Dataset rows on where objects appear
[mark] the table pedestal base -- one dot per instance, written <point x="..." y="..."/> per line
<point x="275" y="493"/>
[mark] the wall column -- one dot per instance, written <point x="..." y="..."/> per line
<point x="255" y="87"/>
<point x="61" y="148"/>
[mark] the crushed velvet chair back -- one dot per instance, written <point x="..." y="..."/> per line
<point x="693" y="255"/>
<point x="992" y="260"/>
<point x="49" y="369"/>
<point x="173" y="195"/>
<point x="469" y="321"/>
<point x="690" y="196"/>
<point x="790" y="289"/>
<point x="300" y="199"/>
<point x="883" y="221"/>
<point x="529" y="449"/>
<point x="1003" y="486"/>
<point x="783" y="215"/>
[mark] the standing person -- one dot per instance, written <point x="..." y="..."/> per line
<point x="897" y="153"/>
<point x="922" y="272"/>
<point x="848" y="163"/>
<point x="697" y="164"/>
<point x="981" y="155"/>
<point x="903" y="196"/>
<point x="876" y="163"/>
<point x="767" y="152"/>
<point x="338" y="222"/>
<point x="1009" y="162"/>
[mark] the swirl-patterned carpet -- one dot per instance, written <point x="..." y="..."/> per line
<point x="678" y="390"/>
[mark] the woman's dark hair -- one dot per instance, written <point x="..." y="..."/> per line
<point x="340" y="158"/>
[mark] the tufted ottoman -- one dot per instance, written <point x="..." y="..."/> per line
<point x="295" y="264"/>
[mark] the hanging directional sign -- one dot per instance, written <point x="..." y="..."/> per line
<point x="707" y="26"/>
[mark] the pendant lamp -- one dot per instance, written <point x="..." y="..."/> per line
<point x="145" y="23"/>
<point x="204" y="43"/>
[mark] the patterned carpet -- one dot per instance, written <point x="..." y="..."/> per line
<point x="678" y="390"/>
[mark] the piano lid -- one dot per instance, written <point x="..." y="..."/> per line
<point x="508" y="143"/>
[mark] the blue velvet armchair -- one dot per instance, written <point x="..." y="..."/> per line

• [Task statement]:
Starting at the line that contains "[mark] the hanging" and ending at the last line of the data, rewrite those lines with "pendant lamp" changed to "ceiling lamp". Leave everything else as it is.

• [Final answer]:
[mark] the hanging directional sign -- one dot per instance, written <point x="..." y="..."/> per line
<point x="707" y="26"/>
[mark] the ceiling lamp -- one dot per instance, written <point x="..." y="..."/> per line
<point x="145" y="23"/>
<point x="204" y="43"/>
[mark] the patterned carpet -- one dot per instance, written <point x="..." y="..."/> per line
<point x="678" y="390"/>
[mark] the piano lid -- one dot per instance, written <point x="..." y="..."/> per line
<point x="508" y="143"/>
[mark] the blue velvet armchair -- one dot per instance, written <point x="..." y="..."/> per line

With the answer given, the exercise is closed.